* [Task instructions]:
1. Decide whether each statement below agrees with the passage on postbiotic gummies, answering yes or no and quoting the words of the passage that settle it. (a) Cargill's postbiotic ingredient is named EpiCor. (b) ADM worked with Remedy Health to put its live BPL1 probiotic into the gummies. (c) The BPL1 HT ingredient detracts from the sensory characteristics of the finished product.
2. Reproduce word for word everything in the passage on postbiotic gummies from "For example, Cargill" down to "3D-printed gummy vitamins.".

For example, Cargill has incorporated its EpiCor postbiotic into “a new generation of gummies,” as well as other supplement formats and food and beverage prototypes, Green says.

ADM’s also been on the gummy beat, working with Remedy Health to include BPL1 HT, the heat-treated postbiotic counterpart to its BPL1 probiotic (Bifidobacterium animalis subsp. lactis CECT 8145), in Remedy’s Nourished brand of personalized, 3D-printed gummy vitamins.

While 3D printing involves temperatures too high for probiotics to withstand, Tortajada Serra explains, the highly stable BPL1 HT didn’t miss a beat in the gummies’ “unique formulation environment.” What’s more, she adds, the ingredient disperses easily in blends without detracting from the finished product’s sensory characteristics.

* [Study material]:

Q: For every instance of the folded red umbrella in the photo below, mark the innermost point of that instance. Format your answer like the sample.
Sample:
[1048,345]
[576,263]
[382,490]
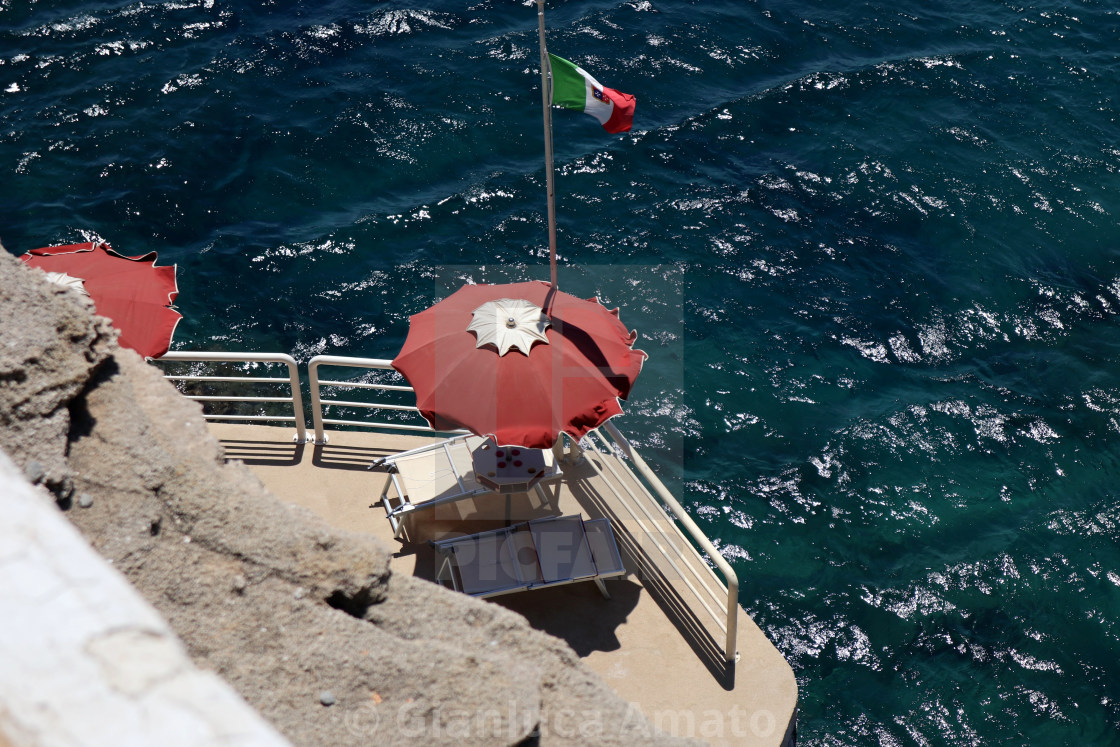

* [Answer list]:
1.
(a) Yes: "Cargill has incorporated its EpiCor postbiotic"
(b) No: "to include BPL1 HT, the heat-treated postbiotic counterpart to its BPL1 probiotic"
(c) No: "without detracting from the finished product’s sensory characteristics"

2.
For example, Cargill has incorporated its EpiCor postbiotic into “a new generation of gummies,” as well as other supplement formats and food and beverage prototypes, Green says.

ADM’s also been on the gummy beat, working with Remedy Health to include BPL1 HT, the heat-treated postbiotic counterpart to its BPL1 probiotic (Bifidobacterium animalis subsp. lactis CECT 8145), in Remedy’s Nourished brand of personalized, 3D-printed gummy vitamins.